◆ Directions
Beginning with the opening line, restate the following material exactly, up through the line that contains "Question. Locate the white line".

◆ Record set
= Beginning of Section =
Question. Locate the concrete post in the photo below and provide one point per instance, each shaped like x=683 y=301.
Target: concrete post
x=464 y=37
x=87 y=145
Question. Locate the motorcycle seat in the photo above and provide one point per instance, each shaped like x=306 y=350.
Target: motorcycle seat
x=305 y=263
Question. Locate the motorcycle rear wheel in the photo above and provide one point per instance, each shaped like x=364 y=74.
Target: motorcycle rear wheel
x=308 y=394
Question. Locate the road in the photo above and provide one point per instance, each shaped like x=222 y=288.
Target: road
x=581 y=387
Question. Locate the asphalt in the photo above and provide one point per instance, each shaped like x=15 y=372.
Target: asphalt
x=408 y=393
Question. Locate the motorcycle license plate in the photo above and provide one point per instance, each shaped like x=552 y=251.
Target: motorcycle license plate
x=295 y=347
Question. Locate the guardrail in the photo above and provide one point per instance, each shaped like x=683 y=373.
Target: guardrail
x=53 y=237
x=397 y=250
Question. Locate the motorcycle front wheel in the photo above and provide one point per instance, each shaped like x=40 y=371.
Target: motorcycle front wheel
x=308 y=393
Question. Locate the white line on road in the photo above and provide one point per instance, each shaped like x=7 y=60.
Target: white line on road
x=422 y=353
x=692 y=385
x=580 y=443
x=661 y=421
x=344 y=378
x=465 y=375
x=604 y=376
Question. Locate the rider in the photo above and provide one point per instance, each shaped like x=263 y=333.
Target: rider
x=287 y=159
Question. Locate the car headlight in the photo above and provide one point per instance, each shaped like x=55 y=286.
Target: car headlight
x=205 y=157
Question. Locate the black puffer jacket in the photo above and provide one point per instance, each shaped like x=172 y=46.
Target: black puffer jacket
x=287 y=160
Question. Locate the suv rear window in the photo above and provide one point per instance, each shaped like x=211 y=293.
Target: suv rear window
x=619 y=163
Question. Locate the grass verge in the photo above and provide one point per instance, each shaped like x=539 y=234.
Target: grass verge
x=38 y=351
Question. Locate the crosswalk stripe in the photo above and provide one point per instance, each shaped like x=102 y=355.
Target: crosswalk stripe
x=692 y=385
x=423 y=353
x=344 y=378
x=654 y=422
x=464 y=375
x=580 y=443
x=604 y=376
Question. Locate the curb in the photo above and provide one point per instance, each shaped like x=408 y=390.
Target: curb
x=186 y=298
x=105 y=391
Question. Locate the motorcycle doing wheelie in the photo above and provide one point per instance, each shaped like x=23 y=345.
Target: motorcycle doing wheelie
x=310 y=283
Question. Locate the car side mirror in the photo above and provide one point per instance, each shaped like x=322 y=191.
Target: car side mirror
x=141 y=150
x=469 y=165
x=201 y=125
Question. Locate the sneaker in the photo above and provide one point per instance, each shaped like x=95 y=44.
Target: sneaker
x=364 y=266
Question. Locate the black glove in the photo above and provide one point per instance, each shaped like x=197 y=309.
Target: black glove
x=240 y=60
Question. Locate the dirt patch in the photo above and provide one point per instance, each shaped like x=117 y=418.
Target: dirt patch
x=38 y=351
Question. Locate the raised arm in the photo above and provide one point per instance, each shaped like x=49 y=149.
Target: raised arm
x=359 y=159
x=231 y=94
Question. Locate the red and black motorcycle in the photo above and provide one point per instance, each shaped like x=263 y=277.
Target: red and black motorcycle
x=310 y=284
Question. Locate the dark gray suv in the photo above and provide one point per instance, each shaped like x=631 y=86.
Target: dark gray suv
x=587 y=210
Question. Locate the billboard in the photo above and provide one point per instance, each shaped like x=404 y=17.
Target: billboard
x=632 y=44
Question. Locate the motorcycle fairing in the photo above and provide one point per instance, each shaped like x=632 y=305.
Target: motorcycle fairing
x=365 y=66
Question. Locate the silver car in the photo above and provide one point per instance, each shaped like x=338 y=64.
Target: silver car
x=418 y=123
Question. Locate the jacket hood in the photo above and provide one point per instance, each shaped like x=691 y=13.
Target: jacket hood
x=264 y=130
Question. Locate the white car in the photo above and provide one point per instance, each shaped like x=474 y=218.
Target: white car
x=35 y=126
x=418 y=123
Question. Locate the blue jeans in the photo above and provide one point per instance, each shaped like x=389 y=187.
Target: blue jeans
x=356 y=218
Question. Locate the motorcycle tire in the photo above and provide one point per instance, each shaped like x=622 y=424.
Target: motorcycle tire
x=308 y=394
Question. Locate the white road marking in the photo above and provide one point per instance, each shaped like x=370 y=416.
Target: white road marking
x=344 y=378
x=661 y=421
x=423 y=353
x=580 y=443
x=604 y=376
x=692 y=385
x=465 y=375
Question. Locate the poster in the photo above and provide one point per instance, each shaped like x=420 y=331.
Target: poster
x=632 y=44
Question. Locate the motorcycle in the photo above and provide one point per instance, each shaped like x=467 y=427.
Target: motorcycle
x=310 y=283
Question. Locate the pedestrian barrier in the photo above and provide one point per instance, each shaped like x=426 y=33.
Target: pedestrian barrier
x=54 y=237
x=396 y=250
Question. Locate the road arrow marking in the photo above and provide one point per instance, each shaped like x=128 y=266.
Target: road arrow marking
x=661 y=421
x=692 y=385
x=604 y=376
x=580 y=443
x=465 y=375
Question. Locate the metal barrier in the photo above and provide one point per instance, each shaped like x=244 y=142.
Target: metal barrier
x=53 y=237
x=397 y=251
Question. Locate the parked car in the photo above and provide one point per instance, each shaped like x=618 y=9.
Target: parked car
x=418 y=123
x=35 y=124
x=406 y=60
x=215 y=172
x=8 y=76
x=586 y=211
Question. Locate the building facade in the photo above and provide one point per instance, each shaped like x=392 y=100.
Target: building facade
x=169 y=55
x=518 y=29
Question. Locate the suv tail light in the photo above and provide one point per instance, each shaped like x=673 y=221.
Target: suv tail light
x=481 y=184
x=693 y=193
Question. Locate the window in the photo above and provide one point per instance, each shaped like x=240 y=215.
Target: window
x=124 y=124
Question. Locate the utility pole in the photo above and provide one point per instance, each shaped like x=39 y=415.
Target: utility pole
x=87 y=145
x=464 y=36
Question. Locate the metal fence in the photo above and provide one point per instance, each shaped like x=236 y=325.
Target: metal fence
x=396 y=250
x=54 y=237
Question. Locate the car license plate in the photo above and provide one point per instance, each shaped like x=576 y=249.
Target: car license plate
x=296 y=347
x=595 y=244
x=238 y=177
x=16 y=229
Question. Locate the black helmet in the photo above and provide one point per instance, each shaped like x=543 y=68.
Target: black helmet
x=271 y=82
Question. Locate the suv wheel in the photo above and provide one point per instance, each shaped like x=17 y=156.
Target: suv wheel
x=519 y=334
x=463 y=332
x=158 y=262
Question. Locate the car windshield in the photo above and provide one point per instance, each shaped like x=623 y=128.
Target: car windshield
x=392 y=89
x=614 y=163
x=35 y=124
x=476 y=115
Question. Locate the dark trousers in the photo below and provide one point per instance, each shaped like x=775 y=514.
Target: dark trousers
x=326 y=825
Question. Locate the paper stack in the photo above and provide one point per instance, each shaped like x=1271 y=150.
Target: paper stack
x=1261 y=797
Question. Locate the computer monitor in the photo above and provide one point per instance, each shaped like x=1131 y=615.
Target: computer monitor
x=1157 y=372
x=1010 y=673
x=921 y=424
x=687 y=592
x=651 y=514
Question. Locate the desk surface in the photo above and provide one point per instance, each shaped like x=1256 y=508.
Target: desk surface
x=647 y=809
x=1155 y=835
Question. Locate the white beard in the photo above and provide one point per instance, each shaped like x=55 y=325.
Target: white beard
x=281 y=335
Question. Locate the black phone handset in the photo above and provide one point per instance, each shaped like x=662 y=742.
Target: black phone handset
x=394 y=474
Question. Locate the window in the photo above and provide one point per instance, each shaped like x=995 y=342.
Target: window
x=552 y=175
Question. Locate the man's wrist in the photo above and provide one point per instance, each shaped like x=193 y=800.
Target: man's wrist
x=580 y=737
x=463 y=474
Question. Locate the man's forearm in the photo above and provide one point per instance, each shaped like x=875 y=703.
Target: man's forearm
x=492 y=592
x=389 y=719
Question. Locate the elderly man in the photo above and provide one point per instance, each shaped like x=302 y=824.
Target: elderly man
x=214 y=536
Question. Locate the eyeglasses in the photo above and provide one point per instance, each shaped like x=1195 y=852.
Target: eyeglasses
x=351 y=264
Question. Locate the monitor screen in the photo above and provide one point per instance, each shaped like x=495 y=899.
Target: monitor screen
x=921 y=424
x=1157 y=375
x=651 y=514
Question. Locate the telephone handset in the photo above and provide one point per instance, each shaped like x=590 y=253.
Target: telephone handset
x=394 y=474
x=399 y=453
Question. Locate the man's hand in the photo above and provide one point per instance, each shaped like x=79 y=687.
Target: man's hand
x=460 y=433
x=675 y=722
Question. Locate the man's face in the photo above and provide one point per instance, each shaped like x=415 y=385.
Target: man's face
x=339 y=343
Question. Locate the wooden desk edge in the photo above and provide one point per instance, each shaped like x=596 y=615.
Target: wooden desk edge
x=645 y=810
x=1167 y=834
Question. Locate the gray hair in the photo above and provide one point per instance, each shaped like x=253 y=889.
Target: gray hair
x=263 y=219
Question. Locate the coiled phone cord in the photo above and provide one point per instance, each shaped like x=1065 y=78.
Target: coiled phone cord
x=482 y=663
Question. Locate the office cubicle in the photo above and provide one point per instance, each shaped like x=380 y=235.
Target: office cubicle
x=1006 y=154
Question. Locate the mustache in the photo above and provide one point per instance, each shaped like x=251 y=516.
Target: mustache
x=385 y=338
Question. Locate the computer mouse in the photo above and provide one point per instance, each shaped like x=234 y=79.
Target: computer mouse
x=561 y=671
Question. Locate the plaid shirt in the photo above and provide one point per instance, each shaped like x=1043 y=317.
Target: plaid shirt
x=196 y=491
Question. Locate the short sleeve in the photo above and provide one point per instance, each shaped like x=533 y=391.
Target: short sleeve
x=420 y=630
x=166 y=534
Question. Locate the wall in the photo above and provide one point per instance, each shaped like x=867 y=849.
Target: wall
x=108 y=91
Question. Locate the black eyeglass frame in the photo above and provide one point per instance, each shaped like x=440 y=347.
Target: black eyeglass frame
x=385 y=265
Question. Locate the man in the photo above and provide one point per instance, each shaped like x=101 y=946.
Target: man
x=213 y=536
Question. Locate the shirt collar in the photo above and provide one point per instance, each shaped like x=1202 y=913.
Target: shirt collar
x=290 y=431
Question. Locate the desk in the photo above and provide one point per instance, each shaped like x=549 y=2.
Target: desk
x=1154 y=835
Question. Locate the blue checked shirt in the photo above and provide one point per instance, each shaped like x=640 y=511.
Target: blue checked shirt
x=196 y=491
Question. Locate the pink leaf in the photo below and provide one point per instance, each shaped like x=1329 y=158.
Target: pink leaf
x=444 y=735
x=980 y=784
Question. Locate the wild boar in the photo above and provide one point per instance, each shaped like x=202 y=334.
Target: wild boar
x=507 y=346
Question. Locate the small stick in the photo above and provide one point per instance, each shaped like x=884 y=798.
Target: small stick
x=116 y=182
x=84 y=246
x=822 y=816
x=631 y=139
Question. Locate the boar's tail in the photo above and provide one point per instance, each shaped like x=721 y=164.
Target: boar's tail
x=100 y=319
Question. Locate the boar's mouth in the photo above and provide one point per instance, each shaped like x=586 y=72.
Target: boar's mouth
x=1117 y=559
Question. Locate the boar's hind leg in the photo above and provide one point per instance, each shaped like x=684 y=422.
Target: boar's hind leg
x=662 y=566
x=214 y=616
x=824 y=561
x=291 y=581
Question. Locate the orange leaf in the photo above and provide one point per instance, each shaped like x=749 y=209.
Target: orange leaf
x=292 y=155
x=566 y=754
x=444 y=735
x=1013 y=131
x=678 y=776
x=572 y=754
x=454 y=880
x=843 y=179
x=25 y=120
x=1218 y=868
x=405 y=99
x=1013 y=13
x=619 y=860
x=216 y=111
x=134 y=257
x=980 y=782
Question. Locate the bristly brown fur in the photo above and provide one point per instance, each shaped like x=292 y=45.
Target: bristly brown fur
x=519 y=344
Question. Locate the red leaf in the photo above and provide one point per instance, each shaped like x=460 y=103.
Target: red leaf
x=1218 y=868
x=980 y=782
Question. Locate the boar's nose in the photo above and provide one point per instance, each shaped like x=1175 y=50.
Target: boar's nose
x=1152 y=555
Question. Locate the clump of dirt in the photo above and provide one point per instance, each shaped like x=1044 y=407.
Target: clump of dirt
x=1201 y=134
= End of Section =
◆ Solution for this exercise
Question. Locate the concrete post in the photo below and provide one point per instance, each shaped like x=683 y=301.
Target: concrete post
x=464 y=37
x=87 y=145
Question. Locate the motorcycle seat in the photo above and provide one point per instance, each shaped like x=306 y=350.
Target: motorcycle seat
x=305 y=263
Question. Locate the motorcycle rear wheel in the photo above and provide one point per instance, each shaped like x=364 y=74.
Target: motorcycle rear wheel
x=308 y=394
Question. Locate the road in the photo above and provide one point per instance, each shaped like x=222 y=288.
Target: road
x=581 y=387
Question. Locate the asphalt in the photo above and provide one point per instance, each shaped like x=15 y=372.
Target: asphalt
x=408 y=393
Question. Locate the motorcycle license plate in the photo above and provide one point per instance, each shaped like x=552 y=251.
Target: motorcycle license plate
x=295 y=347
Question. Locate the guardrail in the photo above and provide one point per instance, each shaped like x=683 y=373.
Target: guardrail
x=53 y=237
x=397 y=250
Question. Locate the motorcycle front wheel in the photo above and provide one point per instance, each shaped like x=40 y=371.
Target: motorcycle front wheel
x=308 y=393
Question. Locate the white line on road in the photo above and provide one point per instance, each shaped like x=7 y=60.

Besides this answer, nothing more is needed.